_What is required_
Gather every line in the items below that contains the word "Outlines".

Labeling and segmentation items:
◆ ◆ ◆ ◆ ◆ ◆ ◆
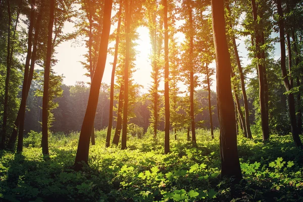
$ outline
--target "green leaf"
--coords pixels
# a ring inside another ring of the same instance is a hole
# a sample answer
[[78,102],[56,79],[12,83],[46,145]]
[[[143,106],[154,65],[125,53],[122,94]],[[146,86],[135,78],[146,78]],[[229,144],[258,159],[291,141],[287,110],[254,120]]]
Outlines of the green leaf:
[[195,198],[196,196],[199,195],[199,193],[194,191],[193,190],[191,190],[188,193],[187,193],[187,194],[188,195],[188,196],[190,197],[191,198]]
[[216,195],[218,193],[217,192],[215,191],[215,189],[212,189],[210,190],[208,192],[208,197],[211,198],[213,198],[216,197]]
[[291,168],[291,167],[292,167],[292,166],[294,165],[294,164],[293,163],[293,161],[289,161],[287,162],[287,168]]
[[275,163],[275,162],[273,161],[269,164],[270,167],[273,168],[275,166],[276,166],[276,163]]

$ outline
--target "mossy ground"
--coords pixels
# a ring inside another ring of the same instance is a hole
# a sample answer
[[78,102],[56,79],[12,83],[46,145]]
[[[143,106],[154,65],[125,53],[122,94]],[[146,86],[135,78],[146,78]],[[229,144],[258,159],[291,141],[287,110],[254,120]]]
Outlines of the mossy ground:
[[[79,133],[52,134],[49,157],[31,132],[21,154],[0,151],[0,200],[3,201],[303,201],[303,151],[291,135],[273,135],[264,143],[238,136],[243,180],[220,180],[218,131],[197,130],[197,146],[186,132],[171,136],[164,153],[164,133],[130,137],[128,149],[106,148],[106,130],[96,131],[89,167],[72,169]],[[301,137],[301,138],[303,137]]]

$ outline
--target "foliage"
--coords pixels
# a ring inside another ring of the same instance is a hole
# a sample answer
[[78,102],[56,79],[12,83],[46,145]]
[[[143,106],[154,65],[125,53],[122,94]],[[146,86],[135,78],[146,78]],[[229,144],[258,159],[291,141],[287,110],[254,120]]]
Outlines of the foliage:
[[[303,195],[301,150],[290,136],[271,136],[271,144],[238,138],[244,179],[220,180],[219,131],[197,130],[196,147],[186,133],[163,155],[164,134],[130,137],[127,149],[106,148],[106,130],[96,131],[90,168],[75,172],[79,133],[52,134],[49,160],[40,152],[40,134],[24,139],[24,152],[0,151],[0,200],[7,201],[300,201]],[[171,135],[173,135],[173,134]]]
◆ ◆ ◆ ◆ ◆ ◆ ◆
_Expected output_
Outlines of the green leaf:
Outlines of the mossy ground:
Outlines of the foliage:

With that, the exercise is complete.